In the records below, find each line holding the word "hair" and copy it.

Records contained in a dataset

---------------

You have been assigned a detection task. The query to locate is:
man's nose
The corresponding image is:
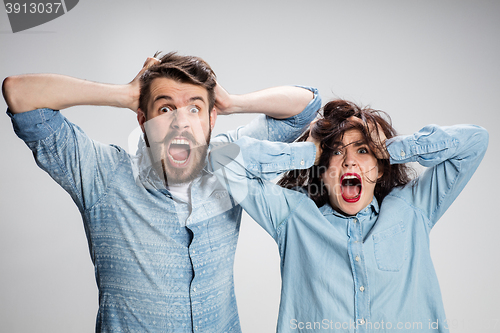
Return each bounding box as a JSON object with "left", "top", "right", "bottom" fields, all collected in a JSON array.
[{"left": 171, "top": 109, "right": 190, "bottom": 130}]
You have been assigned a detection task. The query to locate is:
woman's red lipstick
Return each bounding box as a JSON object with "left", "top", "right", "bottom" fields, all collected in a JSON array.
[{"left": 340, "top": 173, "right": 362, "bottom": 203}]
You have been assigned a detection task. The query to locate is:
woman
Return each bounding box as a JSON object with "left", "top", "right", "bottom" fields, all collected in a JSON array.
[{"left": 209, "top": 99, "right": 488, "bottom": 333}]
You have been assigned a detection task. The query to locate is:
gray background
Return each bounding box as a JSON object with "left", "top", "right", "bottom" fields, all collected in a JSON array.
[{"left": 1, "top": 0, "right": 499, "bottom": 332}]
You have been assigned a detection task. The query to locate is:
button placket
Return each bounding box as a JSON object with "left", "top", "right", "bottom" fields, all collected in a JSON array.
[{"left": 348, "top": 216, "right": 370, "bottom": 332}]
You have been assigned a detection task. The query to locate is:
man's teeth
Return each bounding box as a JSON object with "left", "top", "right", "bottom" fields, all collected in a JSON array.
[
  {"left": 171, "top": 138, "right": 189, "bottom": 145},
  {"left": 343, "top": 175, "right": 358, "bottom": 180},
  {"left": 168, "top": 138, "right": 190, "bottom": 164}
]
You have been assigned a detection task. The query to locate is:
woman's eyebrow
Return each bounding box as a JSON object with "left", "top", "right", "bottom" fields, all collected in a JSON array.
[
  {"left": 338, "top": 140, "right": 366, "bottom": 149},
  {"left": 352, "top": 141, "right": 367, "bottom": 147}
]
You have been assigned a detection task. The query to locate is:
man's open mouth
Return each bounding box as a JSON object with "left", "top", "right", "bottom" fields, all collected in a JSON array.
[
  {"left": 340, "top": 173, "right": 362, "bottom": 203},
  {"left": 167, "top": 137, "right": 191, "bottom": 167}
]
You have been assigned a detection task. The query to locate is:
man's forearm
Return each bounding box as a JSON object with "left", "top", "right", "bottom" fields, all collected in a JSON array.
[
  {"left": 2, "top": 74, "right": 135, "bottom": 114},
  {"left": 219, "top": 86, "right": 315, "bottom": 119}
]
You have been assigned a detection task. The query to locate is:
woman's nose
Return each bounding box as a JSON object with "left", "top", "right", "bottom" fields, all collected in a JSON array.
[{"left": 343, "top": 151, "right": 357, "bottom": 168}]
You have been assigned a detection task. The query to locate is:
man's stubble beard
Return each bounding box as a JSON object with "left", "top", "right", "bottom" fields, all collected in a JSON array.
[{"left": 145, "top": 126, "right": 211, "bottom": 186}]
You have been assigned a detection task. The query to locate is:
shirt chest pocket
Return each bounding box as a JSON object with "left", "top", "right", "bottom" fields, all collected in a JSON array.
[
  {"left": 372, "top": 222, "right": 408, "bottom": 272},
  {"left": 203, "top": 190, "right": 235, "bottom": 219}
]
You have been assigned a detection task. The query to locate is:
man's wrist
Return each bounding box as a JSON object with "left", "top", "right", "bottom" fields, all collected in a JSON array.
[
  {"left": 115, "top": 83, "right": 138, "bottom": 111},
  {"left": 220, "top": 94, "right": 240, "bottom": 115}
]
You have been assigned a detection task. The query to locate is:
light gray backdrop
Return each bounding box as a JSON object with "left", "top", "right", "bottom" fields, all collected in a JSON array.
[{"left": 1, "top": 1, "right": 499, "bottom": 332}]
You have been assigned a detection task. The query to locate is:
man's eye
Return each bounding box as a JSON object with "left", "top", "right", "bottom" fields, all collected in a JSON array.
[
  {"left": 358, "top": 147, "right": 368, "bottom": 154},
  {"left": 333, "top": 150, "right": 343, "bottom": 156},
  {"left": 160, "top": 106, "right": 173, "bottom": 113},
  {"left": 189, "top": 106, "right": 200, "bottom": 114}
]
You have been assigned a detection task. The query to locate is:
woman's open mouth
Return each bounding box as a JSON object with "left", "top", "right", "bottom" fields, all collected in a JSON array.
[
  {"left": 340, "top": 173, "right": 362, "bottom": 203},
  {"left": 167, "top": 137, "right": 191, "bottom": 167}
]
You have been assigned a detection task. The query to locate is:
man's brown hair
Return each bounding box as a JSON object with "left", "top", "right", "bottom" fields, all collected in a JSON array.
[{"left": 139, "top": 52, "right": 217, "bottom": 117}]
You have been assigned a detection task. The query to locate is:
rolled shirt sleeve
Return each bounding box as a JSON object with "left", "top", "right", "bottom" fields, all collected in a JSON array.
[{"left": 8, "top": 108, "right": 65, "bottom": 142}]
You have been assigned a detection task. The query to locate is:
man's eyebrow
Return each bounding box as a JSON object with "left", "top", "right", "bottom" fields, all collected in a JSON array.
[
  {"left": 153, "top": 95, "right": 206, "bottom": 104},
  {"left": 188, "top": 96, "right": 206, "bottom": 104},
  {"left": 153, "top": 95, "right": 173, "bottom": 103}
]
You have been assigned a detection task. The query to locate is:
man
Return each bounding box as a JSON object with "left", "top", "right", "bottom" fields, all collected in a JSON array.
[{"left": 3, "top": 52, "right": 320, "bottom": 332}]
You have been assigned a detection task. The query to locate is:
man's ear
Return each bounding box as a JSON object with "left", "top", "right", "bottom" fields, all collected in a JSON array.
[
  {"left": 137, "top": 108, "right": 146, "bottom": 133},
  {"left": 210, "top": 107, "right": 217, "bottom": 130}
]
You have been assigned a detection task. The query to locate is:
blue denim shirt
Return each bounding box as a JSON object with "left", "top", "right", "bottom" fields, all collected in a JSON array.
[
  {"left": 209, "top": 125, "right": 488, "bottom": 333},
  {"left": 7, "top": 86, "right": 320, "bottom": 333}
]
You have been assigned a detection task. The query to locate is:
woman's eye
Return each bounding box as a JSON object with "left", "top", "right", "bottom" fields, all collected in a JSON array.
[
  {"left": 358, "top": 147, "right": 368, "bottom": 154},
  {"left": 160, "top": 106, "right": 173, "bottom": 113},
  {"left": 333, "top": 150, "right": 343, "bottom": 156}
]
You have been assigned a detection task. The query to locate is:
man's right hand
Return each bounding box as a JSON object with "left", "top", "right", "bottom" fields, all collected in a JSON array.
[{"left": 124, "top": 57, "right": 160, "bottom": 112}]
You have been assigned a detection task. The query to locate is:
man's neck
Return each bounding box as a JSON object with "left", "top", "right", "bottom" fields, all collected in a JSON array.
[{"left": 167, "top": 181, "right": 193, "bottom": 204}]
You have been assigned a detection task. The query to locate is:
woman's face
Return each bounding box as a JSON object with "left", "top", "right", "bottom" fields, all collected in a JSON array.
[{"left": 321, "top": 129, "right": 383, "bottom": 216}]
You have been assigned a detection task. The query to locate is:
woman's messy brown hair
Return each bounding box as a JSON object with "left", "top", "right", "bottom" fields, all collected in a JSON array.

---------------

- Response to the exercise -
man's brown hair
woman's messy brown hair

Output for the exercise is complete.